● SOAL 1
Hitunglah banyaknya baris pada entri yang memuat kata "lightning", dengan membedakan huruf besar dan huruf kecil. Tuliskan jumlahnya saja.

● TEKS PILIHAN
((

Beberapa hasil penelitian menunjukkan bahwa ikan tuna mempunyai kualitas
terbaik bila cara penangkapan dan pengangkatan ke atas kapal efektif. Cara ini
menyebabkan ikan tidak terlalu banyak berontak menjelang mati/dibunuh. Kualitas ini
dapat dipertahankan apabila penanganan yang diterapkan sesudah ikan di atas
kapal sampai dengan penyimpanan maupun pengangkutan ke negara tujuan
dilakukan dengan tepat, cepat dan ekstra hati-hati. Berikut ini diuraikan beberapa
cara penanganan ikan tuna baik di atas kapal maupun di darat.
PENANGANAN IKAN TUNA DI ATAS KAPAL
- Cara penangkapan merupakan salah satu faktor yang menentukan mutu ikan
tuna. Agar diperoleh ikan dengan mutu terbaik, usahakan ikan tetap dalam
keadaan hidup dan tidak terlalu banyak berontak ketika ditarik ke arah kapal
maupun diangkat ke atas kapal. Bila hal ini dapat dilaksanakan, maka ikan tidak
terlalu banyak mengalami stress, tidak mengeluarkan banyak energi, dan tidak
segera mengalami rigor mortis.
- Sesudah ikan berada di sisi kapal, siapkan papan peluncur yang licin untuk
sarana mengangkat ikan dari air. Ganco ikan di belakang insang (bila sisi perut
ikan menghadap ke sisi perahu) atau di bagian bawah insang luar bila sisi
punggung ikan menghadap sisi perahu. Cara yang terbaik ini lebih dianjurkan,
karena umumnya sisi punggung ikan mempunyai kulit yang lebih tebal dan kuat
sehingga lebih tahan gesekan bila ikan diangkat ke atas kapal melalui papan
peluncur.

))

● SOAL 2
Tentukan apakah setiap pernyataan berikut sesuai dengan teks tentang penanganan ikan tuna di atas, lalu jawab ya atau tidak beserta kutipan persis dari teks yang menentukan jawaban tersebut. (a) Ikan diganco di bagian bawah insang luar apabila sisi punggungnya menghadap sisi perahu. (b) Papan peluncur yang disiapkan untuk mengangkat ikan dari air harus kasar. (c) Ikan yang tidak terlalu banyak berontak saat ditarik dan diangkat ke atas kapal tidak segera mengalami rigor mortis.

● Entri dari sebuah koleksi

((

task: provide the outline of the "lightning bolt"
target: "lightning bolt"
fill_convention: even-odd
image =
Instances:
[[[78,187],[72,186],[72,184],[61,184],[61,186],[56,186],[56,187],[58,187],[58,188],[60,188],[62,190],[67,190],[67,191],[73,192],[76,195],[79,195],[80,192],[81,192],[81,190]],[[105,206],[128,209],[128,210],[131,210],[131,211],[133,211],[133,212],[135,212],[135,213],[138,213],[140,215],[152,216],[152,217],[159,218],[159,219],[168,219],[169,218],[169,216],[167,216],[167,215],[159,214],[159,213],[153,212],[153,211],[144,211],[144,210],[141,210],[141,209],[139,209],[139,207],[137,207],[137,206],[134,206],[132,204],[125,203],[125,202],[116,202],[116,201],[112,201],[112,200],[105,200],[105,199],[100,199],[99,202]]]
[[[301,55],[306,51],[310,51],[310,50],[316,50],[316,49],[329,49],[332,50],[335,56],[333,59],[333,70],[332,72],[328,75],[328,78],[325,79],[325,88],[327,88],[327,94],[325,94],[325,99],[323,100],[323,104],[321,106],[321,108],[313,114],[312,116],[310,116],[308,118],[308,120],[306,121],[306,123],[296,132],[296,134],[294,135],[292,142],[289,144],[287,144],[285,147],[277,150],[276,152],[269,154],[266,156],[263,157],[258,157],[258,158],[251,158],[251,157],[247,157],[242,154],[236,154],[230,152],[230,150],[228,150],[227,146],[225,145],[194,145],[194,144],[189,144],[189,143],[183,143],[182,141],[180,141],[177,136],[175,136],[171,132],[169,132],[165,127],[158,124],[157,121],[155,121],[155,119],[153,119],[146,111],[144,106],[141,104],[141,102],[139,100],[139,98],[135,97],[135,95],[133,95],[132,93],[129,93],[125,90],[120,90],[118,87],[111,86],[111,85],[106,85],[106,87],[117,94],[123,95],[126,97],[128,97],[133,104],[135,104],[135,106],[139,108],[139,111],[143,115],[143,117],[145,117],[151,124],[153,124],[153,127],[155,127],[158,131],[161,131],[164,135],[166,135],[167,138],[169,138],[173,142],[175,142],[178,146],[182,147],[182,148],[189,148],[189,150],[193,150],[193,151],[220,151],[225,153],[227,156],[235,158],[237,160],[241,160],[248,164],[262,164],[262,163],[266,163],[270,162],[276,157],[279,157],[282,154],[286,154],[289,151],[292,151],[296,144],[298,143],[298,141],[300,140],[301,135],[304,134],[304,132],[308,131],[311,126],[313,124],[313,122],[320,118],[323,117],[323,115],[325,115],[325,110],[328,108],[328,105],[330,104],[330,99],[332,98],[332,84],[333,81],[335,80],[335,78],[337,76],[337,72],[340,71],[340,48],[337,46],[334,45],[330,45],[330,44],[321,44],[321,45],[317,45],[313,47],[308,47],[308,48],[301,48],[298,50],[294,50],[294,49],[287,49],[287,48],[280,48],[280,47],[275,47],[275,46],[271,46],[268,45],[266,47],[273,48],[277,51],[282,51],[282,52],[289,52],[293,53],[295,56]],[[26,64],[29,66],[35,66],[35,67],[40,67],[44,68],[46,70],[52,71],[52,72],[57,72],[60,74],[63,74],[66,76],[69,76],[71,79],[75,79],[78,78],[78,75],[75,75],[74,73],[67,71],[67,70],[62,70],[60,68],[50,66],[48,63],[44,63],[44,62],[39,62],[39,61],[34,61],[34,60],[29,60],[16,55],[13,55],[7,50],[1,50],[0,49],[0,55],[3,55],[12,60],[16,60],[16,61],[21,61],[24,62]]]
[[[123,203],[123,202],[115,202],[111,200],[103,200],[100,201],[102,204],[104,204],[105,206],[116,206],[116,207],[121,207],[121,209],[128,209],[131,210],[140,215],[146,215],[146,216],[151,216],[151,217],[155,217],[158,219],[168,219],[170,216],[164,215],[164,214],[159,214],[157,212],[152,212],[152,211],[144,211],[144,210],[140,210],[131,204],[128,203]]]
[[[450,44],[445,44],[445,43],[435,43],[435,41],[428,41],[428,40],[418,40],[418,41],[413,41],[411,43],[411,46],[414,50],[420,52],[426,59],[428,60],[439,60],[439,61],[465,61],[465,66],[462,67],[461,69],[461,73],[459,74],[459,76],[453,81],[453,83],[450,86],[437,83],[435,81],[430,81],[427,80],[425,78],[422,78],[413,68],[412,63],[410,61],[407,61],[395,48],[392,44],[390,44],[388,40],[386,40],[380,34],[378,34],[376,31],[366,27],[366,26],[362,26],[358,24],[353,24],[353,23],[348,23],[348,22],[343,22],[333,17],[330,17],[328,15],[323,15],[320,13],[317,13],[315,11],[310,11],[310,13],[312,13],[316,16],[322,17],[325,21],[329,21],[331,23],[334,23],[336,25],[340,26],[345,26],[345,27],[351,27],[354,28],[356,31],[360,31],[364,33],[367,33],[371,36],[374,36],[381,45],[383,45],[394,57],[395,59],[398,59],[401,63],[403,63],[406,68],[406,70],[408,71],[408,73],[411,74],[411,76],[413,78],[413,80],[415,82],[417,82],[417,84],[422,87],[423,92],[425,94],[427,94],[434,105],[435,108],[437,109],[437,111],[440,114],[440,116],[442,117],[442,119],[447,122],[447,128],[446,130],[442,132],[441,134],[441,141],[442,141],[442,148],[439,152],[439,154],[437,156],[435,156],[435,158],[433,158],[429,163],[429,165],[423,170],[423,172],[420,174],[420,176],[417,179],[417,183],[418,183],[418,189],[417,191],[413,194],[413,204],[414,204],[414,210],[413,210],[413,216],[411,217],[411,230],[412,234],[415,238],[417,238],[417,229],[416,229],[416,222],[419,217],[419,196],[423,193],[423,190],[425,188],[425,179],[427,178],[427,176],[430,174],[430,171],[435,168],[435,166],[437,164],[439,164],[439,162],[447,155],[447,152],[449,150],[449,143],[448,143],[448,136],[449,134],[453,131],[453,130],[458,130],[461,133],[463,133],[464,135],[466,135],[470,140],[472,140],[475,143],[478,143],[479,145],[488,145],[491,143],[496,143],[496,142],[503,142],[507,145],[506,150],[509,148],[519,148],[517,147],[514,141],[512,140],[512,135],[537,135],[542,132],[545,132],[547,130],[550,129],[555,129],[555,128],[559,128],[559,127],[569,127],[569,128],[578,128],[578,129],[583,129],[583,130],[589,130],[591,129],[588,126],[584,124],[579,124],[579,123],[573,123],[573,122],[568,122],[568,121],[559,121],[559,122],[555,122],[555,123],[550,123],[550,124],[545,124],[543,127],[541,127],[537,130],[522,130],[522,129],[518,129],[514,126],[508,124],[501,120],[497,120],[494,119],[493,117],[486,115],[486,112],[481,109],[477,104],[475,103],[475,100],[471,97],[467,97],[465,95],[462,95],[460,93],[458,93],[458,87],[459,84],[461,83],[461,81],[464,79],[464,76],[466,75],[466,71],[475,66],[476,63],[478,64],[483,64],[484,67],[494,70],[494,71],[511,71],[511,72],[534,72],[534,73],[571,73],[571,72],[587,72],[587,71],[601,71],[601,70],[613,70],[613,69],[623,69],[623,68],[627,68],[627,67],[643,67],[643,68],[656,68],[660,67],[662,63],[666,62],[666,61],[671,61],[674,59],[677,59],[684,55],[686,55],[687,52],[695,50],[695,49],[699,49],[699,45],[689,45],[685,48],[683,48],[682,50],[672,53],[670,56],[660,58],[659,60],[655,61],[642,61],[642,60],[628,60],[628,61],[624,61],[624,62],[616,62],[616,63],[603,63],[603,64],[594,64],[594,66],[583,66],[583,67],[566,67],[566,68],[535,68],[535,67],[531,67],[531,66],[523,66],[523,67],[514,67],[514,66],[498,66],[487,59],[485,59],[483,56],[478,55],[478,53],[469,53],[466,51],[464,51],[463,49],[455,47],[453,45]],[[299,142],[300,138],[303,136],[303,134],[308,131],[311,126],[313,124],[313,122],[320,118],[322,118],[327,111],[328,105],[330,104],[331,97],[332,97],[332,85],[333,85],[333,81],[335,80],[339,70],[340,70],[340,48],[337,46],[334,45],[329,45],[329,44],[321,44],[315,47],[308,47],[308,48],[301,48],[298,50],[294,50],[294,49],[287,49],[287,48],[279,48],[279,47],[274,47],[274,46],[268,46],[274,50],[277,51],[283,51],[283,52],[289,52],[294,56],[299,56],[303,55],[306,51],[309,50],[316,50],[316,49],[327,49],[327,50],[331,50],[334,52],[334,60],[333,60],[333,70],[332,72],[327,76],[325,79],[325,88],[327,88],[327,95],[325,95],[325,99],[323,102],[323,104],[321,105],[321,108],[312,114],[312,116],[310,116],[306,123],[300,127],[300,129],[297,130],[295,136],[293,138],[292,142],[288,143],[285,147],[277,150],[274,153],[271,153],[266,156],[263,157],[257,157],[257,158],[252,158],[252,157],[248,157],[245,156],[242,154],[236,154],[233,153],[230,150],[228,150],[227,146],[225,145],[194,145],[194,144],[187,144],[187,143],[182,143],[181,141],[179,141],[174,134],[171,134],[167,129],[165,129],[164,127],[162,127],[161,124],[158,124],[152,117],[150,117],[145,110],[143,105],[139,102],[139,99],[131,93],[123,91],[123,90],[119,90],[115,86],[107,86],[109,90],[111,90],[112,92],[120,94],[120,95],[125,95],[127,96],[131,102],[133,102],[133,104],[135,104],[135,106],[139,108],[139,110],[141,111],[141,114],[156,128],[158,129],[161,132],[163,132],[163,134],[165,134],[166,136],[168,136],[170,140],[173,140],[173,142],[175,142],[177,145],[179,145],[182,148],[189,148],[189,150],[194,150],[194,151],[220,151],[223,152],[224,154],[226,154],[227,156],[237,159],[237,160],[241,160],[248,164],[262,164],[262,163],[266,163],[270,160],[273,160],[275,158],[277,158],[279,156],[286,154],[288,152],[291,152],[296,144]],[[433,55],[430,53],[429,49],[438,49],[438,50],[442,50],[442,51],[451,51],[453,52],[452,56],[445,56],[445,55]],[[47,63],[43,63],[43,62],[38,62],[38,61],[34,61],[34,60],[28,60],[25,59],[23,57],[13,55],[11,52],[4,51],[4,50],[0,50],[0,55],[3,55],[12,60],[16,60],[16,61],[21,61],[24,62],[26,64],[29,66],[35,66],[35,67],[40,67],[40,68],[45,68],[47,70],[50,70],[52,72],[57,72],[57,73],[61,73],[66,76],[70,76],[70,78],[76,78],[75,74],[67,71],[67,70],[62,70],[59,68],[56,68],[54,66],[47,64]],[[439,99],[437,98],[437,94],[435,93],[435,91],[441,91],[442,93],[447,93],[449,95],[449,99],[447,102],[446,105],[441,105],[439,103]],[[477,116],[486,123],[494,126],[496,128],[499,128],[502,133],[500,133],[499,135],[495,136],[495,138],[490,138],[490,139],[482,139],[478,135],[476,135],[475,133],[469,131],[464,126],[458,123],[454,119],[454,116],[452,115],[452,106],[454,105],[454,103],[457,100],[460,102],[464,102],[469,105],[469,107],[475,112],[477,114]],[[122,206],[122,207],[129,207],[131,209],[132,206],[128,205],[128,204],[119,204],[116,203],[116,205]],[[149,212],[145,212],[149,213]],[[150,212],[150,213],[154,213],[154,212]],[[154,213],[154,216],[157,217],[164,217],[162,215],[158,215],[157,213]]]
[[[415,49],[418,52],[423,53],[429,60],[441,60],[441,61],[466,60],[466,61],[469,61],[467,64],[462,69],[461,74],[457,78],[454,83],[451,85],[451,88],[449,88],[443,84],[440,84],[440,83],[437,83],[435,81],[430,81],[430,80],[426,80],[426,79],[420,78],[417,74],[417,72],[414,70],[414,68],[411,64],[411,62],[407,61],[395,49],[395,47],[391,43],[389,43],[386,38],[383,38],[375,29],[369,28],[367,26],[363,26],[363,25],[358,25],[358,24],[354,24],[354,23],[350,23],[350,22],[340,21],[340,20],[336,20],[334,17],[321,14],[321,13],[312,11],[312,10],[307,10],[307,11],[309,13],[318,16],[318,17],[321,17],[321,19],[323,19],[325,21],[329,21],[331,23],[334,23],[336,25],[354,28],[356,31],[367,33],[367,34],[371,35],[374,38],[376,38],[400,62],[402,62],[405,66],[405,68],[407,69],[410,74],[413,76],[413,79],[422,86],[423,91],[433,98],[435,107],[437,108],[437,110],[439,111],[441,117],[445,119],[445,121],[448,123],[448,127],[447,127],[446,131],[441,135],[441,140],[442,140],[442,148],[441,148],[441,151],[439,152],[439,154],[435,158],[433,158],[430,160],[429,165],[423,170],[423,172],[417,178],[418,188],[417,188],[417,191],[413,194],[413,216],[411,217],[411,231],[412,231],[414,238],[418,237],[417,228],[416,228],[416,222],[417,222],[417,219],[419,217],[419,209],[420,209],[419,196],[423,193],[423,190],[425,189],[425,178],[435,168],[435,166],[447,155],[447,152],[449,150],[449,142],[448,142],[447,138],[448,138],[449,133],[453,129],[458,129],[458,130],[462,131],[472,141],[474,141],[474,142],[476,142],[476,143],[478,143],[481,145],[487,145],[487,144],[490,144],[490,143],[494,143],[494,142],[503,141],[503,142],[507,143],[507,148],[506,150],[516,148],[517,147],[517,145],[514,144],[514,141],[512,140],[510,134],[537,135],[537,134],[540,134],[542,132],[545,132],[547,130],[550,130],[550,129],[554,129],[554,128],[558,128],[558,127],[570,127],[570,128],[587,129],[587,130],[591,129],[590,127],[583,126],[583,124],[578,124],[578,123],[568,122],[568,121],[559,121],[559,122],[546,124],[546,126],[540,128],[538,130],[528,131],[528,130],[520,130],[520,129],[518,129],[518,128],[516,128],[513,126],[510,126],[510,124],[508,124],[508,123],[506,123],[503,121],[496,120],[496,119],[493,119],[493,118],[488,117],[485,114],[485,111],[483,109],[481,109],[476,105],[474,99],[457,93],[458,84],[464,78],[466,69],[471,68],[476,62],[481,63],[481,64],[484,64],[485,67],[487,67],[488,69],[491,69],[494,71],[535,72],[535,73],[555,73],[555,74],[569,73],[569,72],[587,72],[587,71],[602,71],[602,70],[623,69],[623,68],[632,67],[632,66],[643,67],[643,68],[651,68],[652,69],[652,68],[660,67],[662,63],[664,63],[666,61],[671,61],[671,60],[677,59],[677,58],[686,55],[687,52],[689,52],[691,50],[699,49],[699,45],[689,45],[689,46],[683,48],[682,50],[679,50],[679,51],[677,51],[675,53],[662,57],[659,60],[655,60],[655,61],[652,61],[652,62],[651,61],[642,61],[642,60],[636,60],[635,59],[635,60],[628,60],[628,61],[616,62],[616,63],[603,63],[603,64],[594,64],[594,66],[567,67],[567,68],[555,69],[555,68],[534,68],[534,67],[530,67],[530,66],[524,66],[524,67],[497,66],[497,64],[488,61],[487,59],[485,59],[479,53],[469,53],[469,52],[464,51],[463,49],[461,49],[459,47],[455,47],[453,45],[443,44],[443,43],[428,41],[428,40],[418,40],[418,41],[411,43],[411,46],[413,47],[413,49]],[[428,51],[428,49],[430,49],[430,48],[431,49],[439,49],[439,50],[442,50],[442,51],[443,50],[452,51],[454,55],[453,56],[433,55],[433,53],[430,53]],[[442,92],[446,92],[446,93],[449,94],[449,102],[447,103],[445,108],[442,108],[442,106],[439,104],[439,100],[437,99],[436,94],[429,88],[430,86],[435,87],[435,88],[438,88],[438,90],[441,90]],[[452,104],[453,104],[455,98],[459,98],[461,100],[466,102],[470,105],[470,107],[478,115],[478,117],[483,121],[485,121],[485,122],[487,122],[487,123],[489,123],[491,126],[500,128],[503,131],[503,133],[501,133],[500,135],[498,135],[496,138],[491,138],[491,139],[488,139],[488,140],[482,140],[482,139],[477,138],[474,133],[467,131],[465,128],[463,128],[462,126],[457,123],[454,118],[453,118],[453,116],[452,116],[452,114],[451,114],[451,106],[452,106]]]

))

● JAWABAN 1
2

● JAWABAN 2
(a) Ya: "atau di bagian bawah insang luar bila sisi punggung ikan menghadap sisi perahu"
(b) Tidak: "siapkan papan peluncur yang licin"
(c) Ya: "maka ikan tidak terlalu banyak mengalami stress, tidak mengeluarkan banyak energi, dan tidak segera mengalami rigor mortis"